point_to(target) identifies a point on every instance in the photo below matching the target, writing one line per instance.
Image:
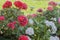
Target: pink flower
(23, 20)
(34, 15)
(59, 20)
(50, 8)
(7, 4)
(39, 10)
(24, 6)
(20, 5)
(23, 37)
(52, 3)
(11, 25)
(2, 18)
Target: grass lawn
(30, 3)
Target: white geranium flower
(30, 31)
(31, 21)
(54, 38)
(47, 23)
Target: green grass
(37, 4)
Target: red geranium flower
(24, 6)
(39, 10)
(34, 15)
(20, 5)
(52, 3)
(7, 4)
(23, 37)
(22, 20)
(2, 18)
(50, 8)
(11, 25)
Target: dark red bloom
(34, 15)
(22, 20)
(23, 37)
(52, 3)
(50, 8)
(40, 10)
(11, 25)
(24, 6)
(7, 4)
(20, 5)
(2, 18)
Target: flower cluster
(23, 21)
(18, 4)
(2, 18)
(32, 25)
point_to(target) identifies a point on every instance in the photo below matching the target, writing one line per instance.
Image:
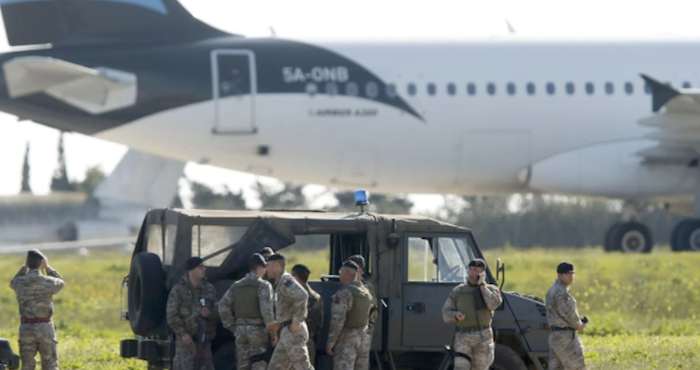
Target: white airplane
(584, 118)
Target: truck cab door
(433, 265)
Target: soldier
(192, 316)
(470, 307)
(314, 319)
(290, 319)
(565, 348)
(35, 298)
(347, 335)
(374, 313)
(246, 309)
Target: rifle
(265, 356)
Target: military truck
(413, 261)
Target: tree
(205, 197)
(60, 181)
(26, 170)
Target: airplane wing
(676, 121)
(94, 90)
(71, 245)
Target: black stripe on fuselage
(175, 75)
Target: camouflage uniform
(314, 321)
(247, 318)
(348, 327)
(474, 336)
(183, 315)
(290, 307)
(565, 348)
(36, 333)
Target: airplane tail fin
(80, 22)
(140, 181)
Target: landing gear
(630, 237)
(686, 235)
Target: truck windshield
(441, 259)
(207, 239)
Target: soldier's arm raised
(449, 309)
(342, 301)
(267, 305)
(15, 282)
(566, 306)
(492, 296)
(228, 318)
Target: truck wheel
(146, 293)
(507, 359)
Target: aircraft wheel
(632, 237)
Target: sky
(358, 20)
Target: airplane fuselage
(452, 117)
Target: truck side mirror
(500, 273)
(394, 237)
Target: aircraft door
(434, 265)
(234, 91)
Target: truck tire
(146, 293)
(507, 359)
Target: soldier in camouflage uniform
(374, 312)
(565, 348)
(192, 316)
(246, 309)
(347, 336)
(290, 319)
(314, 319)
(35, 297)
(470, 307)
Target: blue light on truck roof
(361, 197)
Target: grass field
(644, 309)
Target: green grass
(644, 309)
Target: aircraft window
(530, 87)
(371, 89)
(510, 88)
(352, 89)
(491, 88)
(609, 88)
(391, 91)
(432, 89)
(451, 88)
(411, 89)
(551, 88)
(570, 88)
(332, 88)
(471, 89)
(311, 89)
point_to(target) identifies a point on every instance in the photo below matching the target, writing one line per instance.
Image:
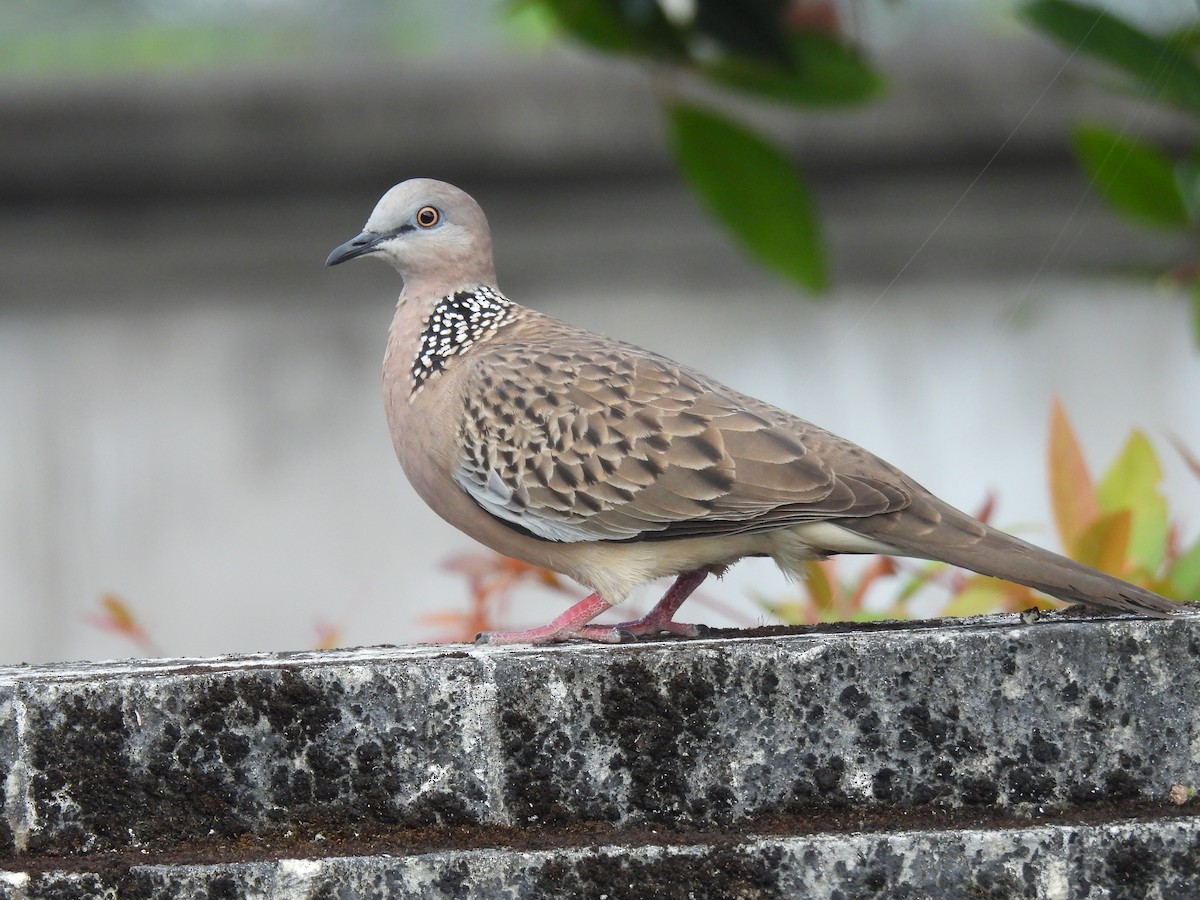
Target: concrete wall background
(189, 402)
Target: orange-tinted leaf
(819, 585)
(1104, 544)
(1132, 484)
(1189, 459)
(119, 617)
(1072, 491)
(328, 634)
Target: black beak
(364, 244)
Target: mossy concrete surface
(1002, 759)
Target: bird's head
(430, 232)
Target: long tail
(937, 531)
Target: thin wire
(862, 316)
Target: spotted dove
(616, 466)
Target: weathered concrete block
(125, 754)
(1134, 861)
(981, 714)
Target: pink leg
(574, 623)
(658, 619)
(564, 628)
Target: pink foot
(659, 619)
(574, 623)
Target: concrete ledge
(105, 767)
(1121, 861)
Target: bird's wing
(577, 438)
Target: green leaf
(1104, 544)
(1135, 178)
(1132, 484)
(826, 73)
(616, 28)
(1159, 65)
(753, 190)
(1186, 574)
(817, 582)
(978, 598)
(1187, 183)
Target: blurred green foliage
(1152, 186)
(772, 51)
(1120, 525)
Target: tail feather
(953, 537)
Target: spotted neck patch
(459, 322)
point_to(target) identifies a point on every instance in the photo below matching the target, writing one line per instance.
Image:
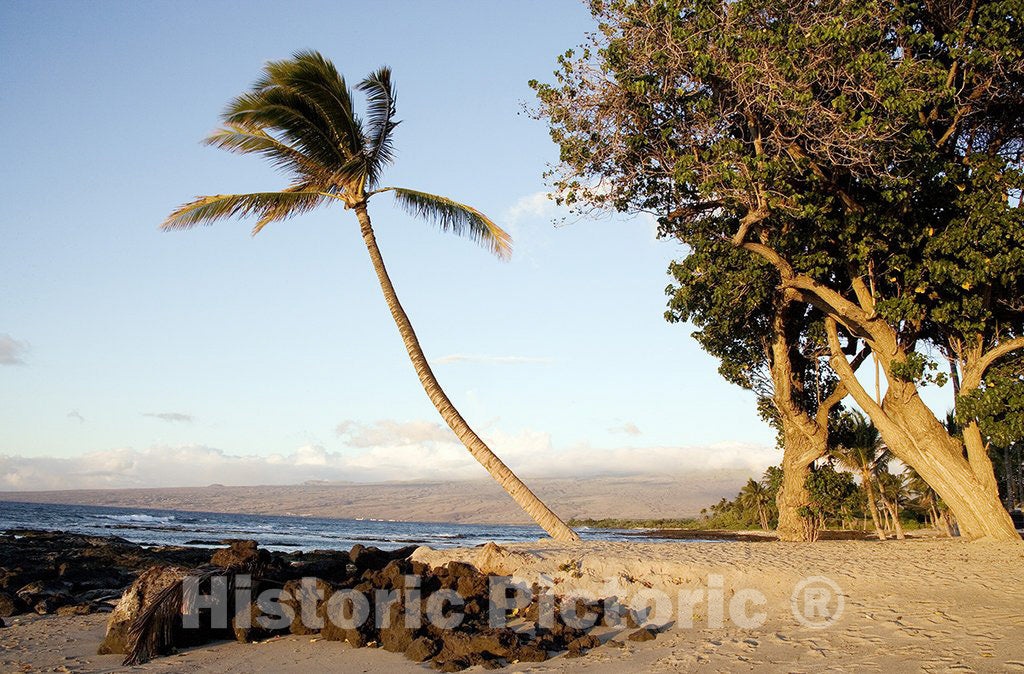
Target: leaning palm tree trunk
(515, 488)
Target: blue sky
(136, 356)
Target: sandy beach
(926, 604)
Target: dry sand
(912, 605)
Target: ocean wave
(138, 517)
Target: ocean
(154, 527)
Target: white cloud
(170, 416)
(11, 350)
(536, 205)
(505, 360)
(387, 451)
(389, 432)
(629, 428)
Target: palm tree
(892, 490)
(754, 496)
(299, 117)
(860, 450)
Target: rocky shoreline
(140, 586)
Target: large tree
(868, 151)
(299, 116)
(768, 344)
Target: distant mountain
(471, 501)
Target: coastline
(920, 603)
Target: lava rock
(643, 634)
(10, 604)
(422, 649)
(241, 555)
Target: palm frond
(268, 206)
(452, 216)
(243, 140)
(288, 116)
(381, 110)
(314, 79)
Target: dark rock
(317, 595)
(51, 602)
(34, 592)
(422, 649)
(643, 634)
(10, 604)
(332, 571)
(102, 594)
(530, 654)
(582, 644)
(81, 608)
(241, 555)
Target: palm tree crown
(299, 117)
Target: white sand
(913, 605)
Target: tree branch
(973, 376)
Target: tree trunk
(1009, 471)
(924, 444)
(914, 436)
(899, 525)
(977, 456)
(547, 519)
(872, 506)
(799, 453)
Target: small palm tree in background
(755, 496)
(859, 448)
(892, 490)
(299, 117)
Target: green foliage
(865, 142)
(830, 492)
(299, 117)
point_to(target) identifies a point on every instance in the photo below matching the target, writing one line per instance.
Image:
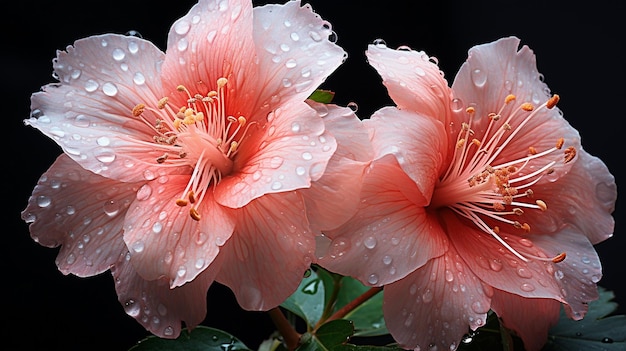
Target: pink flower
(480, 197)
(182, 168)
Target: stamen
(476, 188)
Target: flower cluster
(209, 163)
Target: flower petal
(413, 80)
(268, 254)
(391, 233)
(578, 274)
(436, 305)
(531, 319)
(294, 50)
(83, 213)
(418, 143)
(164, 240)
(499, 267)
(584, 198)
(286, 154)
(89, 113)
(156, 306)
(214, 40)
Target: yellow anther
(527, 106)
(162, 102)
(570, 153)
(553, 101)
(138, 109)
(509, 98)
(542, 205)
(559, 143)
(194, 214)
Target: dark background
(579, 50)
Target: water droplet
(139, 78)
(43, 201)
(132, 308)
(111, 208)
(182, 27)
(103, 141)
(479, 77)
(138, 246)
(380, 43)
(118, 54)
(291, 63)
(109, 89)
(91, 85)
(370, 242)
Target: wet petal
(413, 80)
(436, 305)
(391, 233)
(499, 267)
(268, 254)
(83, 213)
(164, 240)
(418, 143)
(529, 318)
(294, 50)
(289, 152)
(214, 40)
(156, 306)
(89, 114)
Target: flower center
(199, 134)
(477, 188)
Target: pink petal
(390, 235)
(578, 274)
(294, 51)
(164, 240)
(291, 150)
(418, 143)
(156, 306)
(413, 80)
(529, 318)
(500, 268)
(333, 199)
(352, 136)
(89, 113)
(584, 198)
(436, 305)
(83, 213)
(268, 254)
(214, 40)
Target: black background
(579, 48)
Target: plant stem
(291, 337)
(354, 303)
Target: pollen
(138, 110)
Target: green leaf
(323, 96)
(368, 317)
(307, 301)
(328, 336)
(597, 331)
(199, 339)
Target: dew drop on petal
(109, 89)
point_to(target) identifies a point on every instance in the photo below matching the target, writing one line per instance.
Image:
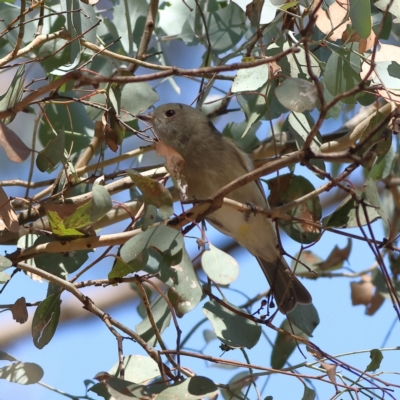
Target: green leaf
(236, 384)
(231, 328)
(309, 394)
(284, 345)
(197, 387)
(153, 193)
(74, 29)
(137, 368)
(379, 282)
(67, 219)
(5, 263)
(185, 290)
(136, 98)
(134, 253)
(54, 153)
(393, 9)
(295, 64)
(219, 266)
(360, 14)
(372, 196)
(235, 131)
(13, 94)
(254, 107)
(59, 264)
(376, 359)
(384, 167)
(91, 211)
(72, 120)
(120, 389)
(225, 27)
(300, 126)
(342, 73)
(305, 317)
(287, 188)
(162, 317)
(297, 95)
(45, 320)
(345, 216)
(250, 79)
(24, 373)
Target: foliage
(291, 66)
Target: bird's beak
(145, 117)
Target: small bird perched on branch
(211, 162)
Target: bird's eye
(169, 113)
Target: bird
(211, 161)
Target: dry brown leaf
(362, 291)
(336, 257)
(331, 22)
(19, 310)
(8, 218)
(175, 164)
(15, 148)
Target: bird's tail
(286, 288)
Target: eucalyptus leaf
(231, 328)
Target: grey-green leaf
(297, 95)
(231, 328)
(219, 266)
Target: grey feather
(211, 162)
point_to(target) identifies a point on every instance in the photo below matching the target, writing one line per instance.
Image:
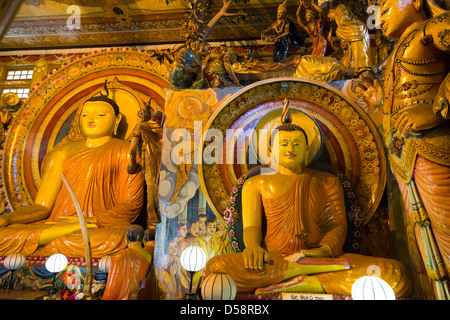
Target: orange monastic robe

::::::::

» About this task
Counting both ends, reproduce word for word the lines from the line with "Target: small bird perched on branch" to the final line of the listing above, skipping every picture.

» Solution
Target: small bird perched on branch
(211, 162)
Target: bird's eye
(169, 113)
Target: bird
(211, 161)
Target: dry brown leaf
(362, 291)
(336, 257)
(331, 22)
(19, 310)
(8, 218)
(175, 164)
(15, 148)
Target: bird's tail
(286, 288)
Target: eucalyptus leaf
(231, 328)
Target: grey-green leaf
(297, 95)
(231, 328)
(219, 266)
Target: grey feather
(211, 162)
point_to(target) identifies a point on every instance in the photo below matching the target, writing one line per instance.
Image:
Target: orange monastic robe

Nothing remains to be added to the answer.